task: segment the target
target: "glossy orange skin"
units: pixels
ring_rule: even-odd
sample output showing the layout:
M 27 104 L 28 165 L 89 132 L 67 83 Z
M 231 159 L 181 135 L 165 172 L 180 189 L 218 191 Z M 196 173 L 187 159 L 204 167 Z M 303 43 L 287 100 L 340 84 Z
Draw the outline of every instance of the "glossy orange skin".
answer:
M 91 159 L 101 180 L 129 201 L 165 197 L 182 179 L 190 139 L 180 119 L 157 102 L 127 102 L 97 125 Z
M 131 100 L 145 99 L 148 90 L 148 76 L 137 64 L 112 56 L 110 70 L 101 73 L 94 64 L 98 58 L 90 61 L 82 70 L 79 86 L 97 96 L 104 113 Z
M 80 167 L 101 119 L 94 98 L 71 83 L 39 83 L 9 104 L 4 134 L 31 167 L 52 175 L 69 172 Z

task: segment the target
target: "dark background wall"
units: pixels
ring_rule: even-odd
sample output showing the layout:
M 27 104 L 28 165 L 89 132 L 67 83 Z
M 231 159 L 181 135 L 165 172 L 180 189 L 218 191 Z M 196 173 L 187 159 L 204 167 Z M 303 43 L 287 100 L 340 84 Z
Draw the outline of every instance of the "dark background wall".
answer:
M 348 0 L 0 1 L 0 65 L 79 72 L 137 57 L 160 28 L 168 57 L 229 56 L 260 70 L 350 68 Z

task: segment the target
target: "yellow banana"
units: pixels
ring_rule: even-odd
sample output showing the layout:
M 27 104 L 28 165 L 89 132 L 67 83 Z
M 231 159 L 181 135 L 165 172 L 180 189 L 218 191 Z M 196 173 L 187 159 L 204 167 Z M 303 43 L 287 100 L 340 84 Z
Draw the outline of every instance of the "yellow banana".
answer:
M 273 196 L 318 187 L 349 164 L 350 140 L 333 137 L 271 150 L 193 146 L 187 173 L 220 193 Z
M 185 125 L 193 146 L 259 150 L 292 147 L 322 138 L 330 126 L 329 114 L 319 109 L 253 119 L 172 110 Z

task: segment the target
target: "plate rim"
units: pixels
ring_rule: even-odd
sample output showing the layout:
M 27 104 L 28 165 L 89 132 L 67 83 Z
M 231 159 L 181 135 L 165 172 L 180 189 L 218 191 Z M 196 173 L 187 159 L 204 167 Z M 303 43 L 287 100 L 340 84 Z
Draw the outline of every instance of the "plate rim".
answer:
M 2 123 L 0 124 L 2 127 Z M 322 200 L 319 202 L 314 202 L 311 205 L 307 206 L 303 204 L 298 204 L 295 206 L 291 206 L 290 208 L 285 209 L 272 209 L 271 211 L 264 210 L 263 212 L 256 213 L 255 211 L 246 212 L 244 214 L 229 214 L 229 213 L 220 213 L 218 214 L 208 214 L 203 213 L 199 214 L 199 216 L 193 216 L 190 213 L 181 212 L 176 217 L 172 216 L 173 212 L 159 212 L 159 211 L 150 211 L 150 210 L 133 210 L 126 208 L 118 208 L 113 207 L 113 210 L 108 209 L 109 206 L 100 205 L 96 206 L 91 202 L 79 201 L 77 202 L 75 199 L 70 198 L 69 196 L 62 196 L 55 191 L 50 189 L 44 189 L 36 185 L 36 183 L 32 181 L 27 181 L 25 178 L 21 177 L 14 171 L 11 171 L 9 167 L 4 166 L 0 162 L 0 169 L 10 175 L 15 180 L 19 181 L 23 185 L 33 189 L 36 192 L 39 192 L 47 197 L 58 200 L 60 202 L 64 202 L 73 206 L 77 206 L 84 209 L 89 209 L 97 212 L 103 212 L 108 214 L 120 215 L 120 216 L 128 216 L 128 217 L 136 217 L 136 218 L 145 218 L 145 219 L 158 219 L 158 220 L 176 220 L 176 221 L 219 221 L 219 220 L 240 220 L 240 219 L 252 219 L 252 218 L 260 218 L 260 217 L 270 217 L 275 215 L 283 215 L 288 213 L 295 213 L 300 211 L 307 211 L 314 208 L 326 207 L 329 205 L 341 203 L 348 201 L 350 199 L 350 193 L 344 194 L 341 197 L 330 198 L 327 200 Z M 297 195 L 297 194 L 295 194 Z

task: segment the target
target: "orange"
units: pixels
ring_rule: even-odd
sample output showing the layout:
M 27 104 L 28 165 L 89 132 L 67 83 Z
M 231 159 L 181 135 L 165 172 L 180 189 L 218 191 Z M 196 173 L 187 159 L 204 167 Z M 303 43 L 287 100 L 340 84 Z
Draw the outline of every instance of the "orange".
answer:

========================================================================

Show every line in the listing above that carries the word "plate".

| Your solution |
target: "plate rim"
Draw the outline of every instance of the "plate rim".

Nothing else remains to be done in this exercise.